ChinaTown. Polanski rate un chef-d’œuvre. Dunaway tuée. Nicholson insolent, sans nez. 7/10

Temps de lecture : 4 minutes

Il n’est pas forcément déshonorant de dire qu’on n’a pas tout compris. Je dirais même plus. En tant que critique cela peut même désamorcer certaines équivoques, dans lesquelles se serait glissée cette partie du public, qui se sentirait coupable. Coupable de ne pas avoir trop réfléchi ?

Un scénario trop complexe, ne donne pas forcément une œuvre plus intelligente.

  • Je me bats contre ça depuis un bon moment. Je peux citer en particulier le cas des Agatha Christie. Au bout de nombreuses lectures et visionnages, je peux dire qu’elle n’est pas une maîtresse du suspense, comme on l’écrit trop souvent. En fait c’est une impératrice de l’embrouille et des rebondissements improbables. Le fond est matriciel. Elle ne fait que combiner des possibles routiniers, puis de mettre quelques sparadraps pour tenter de colmater les brèches intellectuelles, en prenant le risque d’une parfaite invraisemblance.

Revenons à Chinatown, le film bien connu de Roman Polanski.

Le vrai suspense, c’est de savoir si le nez du héros va tenir jusqu’au bout. Il se prend sans cesse des coups sur le tarin, au point qu’on finit par être inquiet pour le détective privé Jake Gittes/ Cet avatar de Philip Marlowe joué correctement par Jack Nicholson.

A l’opposé, que l’intrigante Faye Dunaway, en tant que Evelyn Mulwray, tombe dans ses bras, ce n’est vraiment pas un suspense. C’est même une obligation conformiste dans ce genre de films.

Plus complexe et assez capillotracté est le fait que Evelyn (a modified dog) est à la fois la mère (baffe!) et la sœur (baffe!) de Katherine / Belinda Palmer. Ce petit fruit fragile, issu de l’inceste voulu par John Huston / Noah Cross, n’est là que pour rendre l’intrigue plus sulfureuse. C’est bien du Polanski ça !

  • C’est une fantaisie bienvenue d’avoir certains metteurs en scène de qualité qui passent devant la caméra. Surtout quand ils ont de grandes carrures et qu’ils sont photogéniques. Ainsi John Huston joue un rôle important dans Chinatown. Comme Sydney Pollack dans le mémorable Eyes Wide Shut de Stanley Kubrick. Plus modestement Roman Polanski s’insinue dans le récit, dans un petit rôle de coupeur de nez (le sujet principal).

* Entrées fournies *
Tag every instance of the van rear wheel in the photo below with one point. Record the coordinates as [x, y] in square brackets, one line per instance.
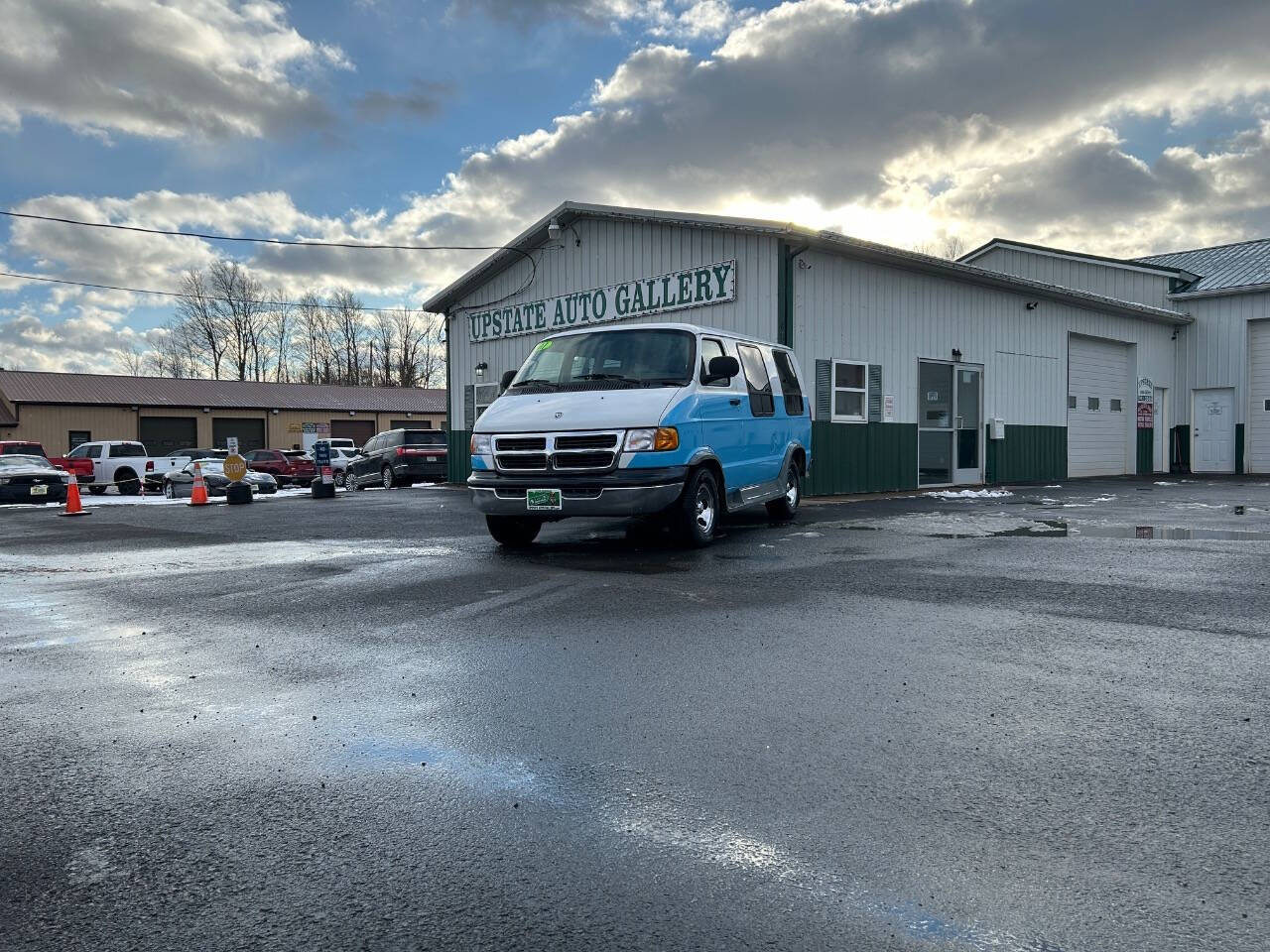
[698, 509]
[785, 508]
[513, 531]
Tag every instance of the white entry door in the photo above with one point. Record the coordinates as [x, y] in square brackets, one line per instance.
[1213, 430]
[1259, 404]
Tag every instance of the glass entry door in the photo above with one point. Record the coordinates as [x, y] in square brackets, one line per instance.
[949, 424]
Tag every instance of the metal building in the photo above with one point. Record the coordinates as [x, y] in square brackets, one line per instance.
[1215, 414]
[928, 372]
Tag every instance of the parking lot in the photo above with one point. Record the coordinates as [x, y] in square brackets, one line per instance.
[1033, 720]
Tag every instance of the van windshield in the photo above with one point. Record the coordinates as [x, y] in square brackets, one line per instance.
[610, 359]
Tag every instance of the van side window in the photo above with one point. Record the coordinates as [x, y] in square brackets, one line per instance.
[790, 388]
[710, 349]
[757, 380]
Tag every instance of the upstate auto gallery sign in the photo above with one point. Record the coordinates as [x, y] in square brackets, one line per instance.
[707, 285]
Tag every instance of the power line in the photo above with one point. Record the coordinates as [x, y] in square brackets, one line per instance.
[169, 294]
[175, 232]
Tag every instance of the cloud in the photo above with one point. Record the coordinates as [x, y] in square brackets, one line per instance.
[204, 67]
[423, 100]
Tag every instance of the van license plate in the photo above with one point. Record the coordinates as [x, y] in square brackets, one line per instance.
[540, 499]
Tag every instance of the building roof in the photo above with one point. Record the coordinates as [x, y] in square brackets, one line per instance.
[1243, 266]
[48, 388]
[536, 234]
[1137, 264]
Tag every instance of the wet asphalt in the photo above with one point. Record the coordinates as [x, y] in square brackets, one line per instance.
[1028, 722]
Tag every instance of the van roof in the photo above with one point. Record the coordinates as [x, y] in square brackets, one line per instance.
[666, 325]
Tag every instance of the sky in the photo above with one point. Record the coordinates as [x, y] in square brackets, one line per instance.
[1110, 127]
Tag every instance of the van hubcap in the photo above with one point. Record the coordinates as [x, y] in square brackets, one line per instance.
[705, 509]
[792, 490]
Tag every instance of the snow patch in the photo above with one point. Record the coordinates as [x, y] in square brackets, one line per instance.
[970, 494]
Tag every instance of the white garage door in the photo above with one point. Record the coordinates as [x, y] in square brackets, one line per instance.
[1097, 389]
[1259, 408]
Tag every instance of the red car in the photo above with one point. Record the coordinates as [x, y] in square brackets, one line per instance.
[287, 466]
[80, 466]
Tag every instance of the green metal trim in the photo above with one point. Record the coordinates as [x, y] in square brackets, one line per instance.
[874, 457]
[1146, 451]
[460, 458]
[1026, 454]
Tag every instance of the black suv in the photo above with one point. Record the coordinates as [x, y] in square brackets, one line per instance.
[399, 458]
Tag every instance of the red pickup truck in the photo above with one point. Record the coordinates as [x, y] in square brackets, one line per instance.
[80, 466]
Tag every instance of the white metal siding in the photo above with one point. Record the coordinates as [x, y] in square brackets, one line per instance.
[613, 252]
[861, 311]
[1259, 391]
[1107, 280]
[1097, 440]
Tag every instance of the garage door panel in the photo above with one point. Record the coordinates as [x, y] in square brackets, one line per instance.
[1097, 376]
[1259, 393]
[166, 434]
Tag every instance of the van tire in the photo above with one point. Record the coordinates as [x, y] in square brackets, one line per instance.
[698, 509]
[513, 531]
[785, 508]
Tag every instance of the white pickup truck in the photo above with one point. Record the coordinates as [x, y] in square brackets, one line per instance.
[125, 463]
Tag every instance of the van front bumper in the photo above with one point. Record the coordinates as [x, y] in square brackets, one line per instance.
[619, 494]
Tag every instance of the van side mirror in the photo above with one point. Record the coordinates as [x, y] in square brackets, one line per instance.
[721, 368]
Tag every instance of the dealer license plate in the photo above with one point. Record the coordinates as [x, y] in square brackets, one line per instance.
[541, 499]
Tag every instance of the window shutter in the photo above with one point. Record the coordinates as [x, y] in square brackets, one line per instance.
[825, 390]
[875, 393]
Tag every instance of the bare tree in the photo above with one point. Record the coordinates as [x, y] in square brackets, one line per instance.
[200, 321]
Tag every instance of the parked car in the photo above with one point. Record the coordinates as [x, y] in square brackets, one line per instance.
[286, 466]
[667, 420]
[125, 462]
[180, 484]
[399, 458]
[81, 467]
[202, 453]
[31, 479]
[339, 460]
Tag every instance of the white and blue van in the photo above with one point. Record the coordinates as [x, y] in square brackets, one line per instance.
[658, 419]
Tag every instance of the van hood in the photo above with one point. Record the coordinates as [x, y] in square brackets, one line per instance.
[578, 411]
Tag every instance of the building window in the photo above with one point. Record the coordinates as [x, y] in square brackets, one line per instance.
[485, 394]
[849, 391]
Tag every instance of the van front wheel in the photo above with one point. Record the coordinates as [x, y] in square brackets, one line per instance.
[513, 531]
[785, 508]
[698, 509]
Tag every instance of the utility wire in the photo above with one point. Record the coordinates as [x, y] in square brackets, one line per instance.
[169, 294]
[175, 232]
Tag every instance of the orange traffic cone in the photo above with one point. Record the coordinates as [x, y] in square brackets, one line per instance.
[72, 506]
[199, 494]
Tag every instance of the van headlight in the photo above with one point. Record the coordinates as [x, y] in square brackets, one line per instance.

* Travail à faire *
A) Recopiez, dans la critique de Chinatown, le passage qui va de « Le vrai suspense, c’est » jusqu'à « par Jack Nicholson. ».
B) Reprenez la critique de Chinatown là où elle s'arrête et poursuivez-en la rédaction.

* Réponses par consigne *
A)
Le vrai suspense, c’est de savoir si le nez du héros va tenir jusqu’au bout. Il se prend sans cesse des coups sur le tarin, au point qu’on finit par être inquiet pour le détective privé Jake Gittes/ Cet avatar de Philip Marlowe joué correctement par Jack Nicholson.

B)
La complexité ne va pas s’arrêter là. Jack Nicholson qui a eu un rôle moteur dans Chinatown, va se risquer à une suite avec The Two Jakes, en tant que réalisateur. Il s’attribuera le même rôle de privé Jake Gittes. Il retrouvera la fille Katherine avec une certaine ambiguïté vis à vis de la « protégée/désirée ». Mais le deuxième film étant plus plan-plan, il ne cédera pas. Il a couché avec la mère à présent défunte, mais il ne couchera pas avec la fille.

Attaquons maintenant le gros morceau.

On ne peut pas soupçonner le Polanski de 1974, d’avoir voulu faire un drame écologique. Pourtant l’histoire est basée sur une captation d’eau dans un vaste secteur de Los Angeles en 1930. Alors qu’on se battait encore pour le pétrole, le sujet des ressources en eau devait passer pour secondaire.

Pourtant des magnats éclairés voyaient déjà loin. Grâce à leur barrage de rétention et leur réseau hydraulique, ils faisaient réellement la pluie et le beau temps. Surtout avec leurs bras armés sans scrupules et leurs appuis dans les sphères corrompues. On veut bien y croire.

Là, la technique est simple, assoiffer les plantations d’une zone promise à un grand avenir, racheter les terres à vil prix grâce à des prêtes-noms (des pensionnaire d’un EHPAD qui leur appartient), puis rétablir la flotte et faire ce qu’ils veulent de leurs nouvelles propriétés désormais bien irriguées.

Cette guerre de l’eau nécessite d’éliminer un ancien partenaire devenu ingénieurs protecteurs des eaux. Huston veut avoir les mains libres. Un coup monté permet de supprimer « proprement » cet Hollis Mulwray, qui est aussi le mari d’Evelyn. Dunaway a marié l’ex associé de son père et donc un vieux. Cela ne s’arrange pas dans l’inceste et son presque équivalent.

Le détective qui a été engagé pour révéler l’adultère de Mulwray, comprend qu’on s’est joué de lui. Un Nicholson ne peut en rester là. Il prend fait et cause pour les Mulwray ex Cross.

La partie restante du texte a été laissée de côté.